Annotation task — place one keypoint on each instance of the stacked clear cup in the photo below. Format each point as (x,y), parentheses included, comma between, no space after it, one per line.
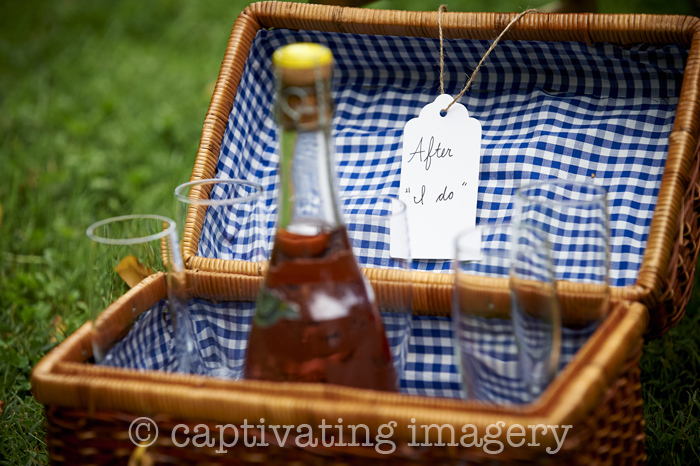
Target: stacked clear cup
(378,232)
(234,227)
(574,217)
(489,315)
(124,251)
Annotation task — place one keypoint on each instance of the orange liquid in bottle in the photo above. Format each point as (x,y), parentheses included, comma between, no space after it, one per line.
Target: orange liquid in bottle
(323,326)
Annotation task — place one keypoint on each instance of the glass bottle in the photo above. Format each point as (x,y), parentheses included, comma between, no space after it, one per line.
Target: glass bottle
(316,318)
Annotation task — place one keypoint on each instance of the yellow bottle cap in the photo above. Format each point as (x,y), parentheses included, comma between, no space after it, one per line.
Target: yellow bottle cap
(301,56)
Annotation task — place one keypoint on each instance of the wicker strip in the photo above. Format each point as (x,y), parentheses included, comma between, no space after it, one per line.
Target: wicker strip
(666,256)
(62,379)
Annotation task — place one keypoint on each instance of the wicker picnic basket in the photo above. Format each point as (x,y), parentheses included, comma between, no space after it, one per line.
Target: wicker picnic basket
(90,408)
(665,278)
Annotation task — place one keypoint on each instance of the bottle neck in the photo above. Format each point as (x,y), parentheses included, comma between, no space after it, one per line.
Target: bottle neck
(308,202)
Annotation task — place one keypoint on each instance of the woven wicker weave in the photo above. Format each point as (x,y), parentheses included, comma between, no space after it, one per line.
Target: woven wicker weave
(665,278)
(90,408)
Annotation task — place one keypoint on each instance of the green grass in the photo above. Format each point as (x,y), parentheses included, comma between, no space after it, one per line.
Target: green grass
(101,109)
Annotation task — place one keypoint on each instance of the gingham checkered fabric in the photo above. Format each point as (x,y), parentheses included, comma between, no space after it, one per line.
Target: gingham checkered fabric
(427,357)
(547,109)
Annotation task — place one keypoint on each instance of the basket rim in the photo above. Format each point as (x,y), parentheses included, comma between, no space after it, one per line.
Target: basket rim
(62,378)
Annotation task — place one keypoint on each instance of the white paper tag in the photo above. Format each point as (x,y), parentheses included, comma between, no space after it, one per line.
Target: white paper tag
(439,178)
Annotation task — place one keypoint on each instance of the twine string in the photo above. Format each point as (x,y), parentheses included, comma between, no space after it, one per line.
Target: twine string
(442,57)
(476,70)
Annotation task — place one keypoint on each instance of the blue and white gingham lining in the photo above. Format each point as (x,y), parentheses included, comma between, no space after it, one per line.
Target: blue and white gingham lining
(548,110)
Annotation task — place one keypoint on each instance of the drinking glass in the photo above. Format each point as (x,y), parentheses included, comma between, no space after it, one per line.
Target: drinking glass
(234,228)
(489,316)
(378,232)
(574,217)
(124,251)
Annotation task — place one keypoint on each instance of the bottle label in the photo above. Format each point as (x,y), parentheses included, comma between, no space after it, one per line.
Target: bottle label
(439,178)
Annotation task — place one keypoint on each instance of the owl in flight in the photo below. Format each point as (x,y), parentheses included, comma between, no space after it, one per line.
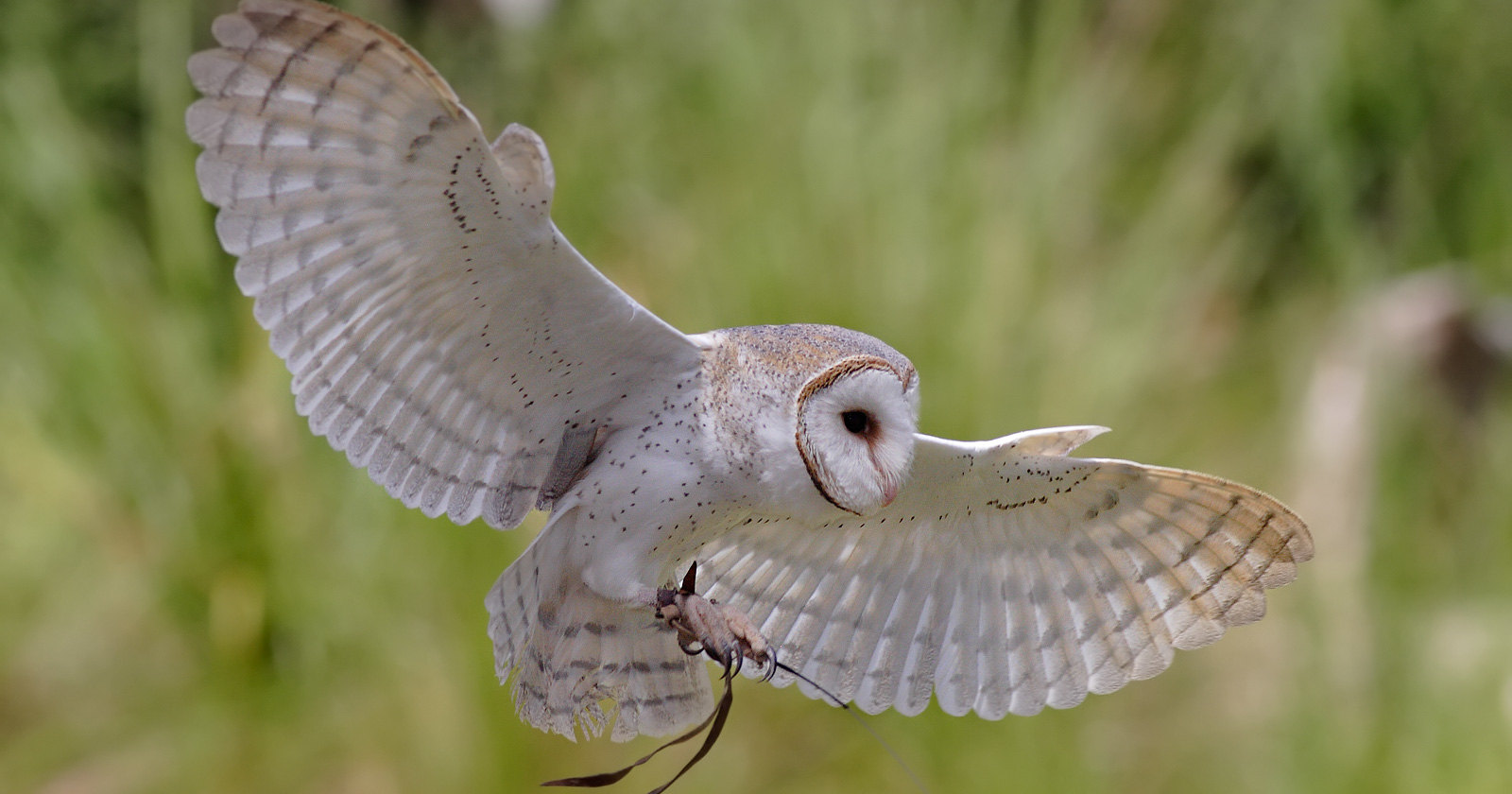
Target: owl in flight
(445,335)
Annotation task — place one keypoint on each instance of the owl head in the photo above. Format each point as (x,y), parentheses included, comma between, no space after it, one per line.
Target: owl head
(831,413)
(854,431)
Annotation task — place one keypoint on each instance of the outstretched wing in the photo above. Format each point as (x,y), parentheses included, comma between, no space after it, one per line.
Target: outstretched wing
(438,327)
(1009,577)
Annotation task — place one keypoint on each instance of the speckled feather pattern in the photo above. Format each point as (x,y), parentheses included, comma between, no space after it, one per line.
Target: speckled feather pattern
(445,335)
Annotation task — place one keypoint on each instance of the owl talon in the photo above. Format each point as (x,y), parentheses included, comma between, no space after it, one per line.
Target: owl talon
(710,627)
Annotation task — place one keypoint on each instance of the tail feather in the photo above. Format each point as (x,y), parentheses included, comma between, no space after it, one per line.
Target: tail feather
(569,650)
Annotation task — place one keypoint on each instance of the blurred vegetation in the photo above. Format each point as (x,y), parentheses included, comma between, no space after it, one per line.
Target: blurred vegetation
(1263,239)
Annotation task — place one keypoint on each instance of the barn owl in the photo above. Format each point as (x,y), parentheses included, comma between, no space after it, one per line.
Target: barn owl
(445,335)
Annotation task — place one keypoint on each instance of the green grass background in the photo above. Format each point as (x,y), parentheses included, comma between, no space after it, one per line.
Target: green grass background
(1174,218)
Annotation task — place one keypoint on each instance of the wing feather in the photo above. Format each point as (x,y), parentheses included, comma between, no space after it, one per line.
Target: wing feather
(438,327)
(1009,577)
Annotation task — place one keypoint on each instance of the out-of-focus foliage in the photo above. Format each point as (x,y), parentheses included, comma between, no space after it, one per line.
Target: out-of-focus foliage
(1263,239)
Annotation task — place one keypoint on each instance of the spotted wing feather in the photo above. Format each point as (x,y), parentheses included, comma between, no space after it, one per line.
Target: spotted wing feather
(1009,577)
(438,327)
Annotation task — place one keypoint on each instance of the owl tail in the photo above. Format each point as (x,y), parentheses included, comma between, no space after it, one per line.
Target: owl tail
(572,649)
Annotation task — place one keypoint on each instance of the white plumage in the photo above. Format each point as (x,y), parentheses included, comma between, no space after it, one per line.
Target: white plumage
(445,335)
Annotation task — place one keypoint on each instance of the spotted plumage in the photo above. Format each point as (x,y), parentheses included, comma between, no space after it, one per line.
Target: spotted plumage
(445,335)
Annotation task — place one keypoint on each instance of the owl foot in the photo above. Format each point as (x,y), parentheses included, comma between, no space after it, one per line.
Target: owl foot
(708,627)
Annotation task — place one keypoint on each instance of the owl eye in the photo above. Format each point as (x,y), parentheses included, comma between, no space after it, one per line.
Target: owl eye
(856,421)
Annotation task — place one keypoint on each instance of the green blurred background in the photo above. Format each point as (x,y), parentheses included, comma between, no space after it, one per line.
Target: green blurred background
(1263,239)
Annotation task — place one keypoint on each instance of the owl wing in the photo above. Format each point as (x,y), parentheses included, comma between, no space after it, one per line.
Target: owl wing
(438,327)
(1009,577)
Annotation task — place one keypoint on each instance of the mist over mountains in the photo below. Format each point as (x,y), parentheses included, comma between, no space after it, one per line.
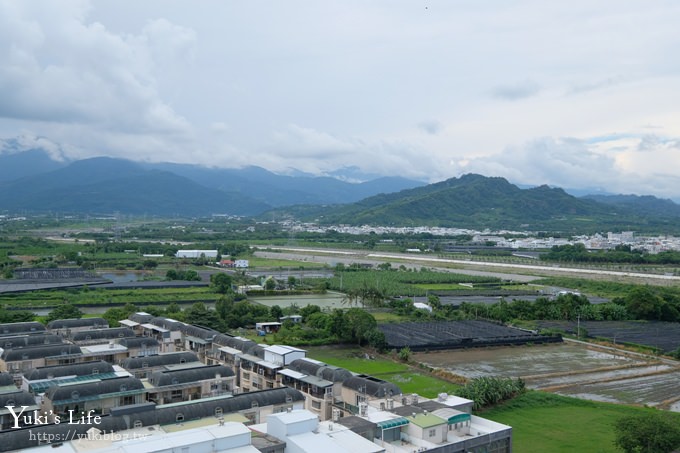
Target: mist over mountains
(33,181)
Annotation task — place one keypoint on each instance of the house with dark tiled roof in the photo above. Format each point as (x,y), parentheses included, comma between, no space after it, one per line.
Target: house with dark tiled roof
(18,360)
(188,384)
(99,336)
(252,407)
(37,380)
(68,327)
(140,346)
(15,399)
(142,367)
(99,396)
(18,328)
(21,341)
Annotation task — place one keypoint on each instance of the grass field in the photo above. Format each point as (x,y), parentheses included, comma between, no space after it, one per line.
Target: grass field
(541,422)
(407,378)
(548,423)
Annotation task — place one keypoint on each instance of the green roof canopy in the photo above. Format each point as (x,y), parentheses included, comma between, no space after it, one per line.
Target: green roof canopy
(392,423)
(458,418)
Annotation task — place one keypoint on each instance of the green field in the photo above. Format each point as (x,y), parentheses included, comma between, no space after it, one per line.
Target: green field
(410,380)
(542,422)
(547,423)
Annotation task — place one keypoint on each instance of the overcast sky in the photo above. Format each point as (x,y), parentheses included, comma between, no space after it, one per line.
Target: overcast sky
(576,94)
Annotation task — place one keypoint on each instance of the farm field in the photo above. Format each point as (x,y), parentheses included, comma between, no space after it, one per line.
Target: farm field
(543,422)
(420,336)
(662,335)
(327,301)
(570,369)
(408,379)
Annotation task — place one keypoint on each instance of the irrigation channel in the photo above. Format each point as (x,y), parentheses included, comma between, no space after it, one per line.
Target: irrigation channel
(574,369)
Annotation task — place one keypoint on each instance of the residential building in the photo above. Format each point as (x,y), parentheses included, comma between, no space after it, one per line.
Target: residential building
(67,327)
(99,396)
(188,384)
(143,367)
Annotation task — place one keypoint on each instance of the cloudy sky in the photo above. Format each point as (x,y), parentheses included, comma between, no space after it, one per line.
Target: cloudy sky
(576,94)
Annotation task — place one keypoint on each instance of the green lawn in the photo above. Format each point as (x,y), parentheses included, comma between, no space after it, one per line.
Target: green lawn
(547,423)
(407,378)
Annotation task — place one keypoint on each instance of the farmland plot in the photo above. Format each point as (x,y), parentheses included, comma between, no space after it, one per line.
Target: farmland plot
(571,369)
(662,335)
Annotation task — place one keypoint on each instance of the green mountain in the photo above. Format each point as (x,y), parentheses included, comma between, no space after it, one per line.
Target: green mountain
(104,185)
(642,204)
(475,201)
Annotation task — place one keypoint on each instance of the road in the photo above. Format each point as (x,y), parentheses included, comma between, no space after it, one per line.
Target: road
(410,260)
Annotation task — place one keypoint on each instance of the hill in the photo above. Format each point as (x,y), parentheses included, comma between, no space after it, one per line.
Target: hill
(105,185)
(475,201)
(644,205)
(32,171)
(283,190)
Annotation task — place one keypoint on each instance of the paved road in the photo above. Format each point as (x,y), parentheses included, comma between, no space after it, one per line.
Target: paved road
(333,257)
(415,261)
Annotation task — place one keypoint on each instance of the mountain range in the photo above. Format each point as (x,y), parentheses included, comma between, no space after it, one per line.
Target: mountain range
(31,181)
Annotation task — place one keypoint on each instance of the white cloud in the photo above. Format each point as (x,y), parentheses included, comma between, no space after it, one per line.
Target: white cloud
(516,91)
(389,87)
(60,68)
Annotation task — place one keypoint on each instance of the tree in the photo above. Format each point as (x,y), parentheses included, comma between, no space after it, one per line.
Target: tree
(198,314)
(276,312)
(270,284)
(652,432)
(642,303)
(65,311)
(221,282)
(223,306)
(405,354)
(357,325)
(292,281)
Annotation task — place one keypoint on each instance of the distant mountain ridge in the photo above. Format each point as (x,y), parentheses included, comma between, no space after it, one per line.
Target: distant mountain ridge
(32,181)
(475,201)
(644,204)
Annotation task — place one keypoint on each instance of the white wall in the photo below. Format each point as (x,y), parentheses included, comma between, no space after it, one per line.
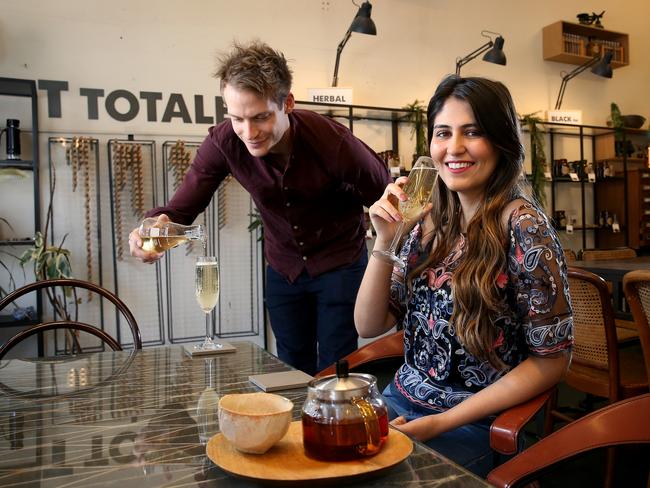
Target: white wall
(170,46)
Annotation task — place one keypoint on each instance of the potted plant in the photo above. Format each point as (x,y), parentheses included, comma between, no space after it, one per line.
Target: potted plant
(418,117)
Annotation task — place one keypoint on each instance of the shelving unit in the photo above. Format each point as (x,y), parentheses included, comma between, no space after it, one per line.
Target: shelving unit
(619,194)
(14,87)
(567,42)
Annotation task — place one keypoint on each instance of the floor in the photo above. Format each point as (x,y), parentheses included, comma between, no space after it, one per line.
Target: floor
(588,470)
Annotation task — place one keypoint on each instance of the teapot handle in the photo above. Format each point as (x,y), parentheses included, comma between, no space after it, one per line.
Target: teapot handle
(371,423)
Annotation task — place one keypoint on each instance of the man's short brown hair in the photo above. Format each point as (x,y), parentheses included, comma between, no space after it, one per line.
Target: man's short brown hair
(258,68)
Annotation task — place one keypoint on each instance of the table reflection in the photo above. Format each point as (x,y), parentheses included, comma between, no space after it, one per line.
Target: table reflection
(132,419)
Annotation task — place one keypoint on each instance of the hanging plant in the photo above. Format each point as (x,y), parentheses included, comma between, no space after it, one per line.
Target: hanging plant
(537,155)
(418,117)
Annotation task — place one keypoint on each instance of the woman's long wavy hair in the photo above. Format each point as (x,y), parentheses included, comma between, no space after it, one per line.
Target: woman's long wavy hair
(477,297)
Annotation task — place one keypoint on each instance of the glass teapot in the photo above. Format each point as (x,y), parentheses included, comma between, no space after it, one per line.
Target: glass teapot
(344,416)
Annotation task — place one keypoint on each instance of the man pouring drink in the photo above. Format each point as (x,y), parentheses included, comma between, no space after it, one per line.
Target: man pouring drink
-- -- --
#### Given request:
Give back exactly the lines from the one containing "of the table" to the end of the material, both ends included.

#### Result of the task:
Annotation task — place one keypoint on each instance of the table reflection in the photo above. Format each point as (x,y), parentheses included, comma between, no space after it, one per line.
Target: table reflection
(132,419)
Annotation task — place one keypoint on each instance of the hanging plant in the photo above. Format each point as (x,y), parentheses included, comma between, no space after it, one per line.
Target: hanging plant
(537,155)
(418,117)
Annotation task — place one keypoint on each instance of the woman's long wavy hair in the photo above. Format each point as (x,y), parentheses included, comma between, no space after it, one per line.
Target: woman's long wavy hair
(477,297)
Annotation task — place one keypoint on each instance of the glass teapot in the photo above. Format each point as (x,y), parentheses included, comma between, no space after it, one per line.
Target: glass teapot
(344,416)
Annotation task — place one keypoint on each instance of the man pouring drink in the photo above. Format each point as (x,y), parentheses included, comma between, no space after it, one per line.
Target: man pouring drink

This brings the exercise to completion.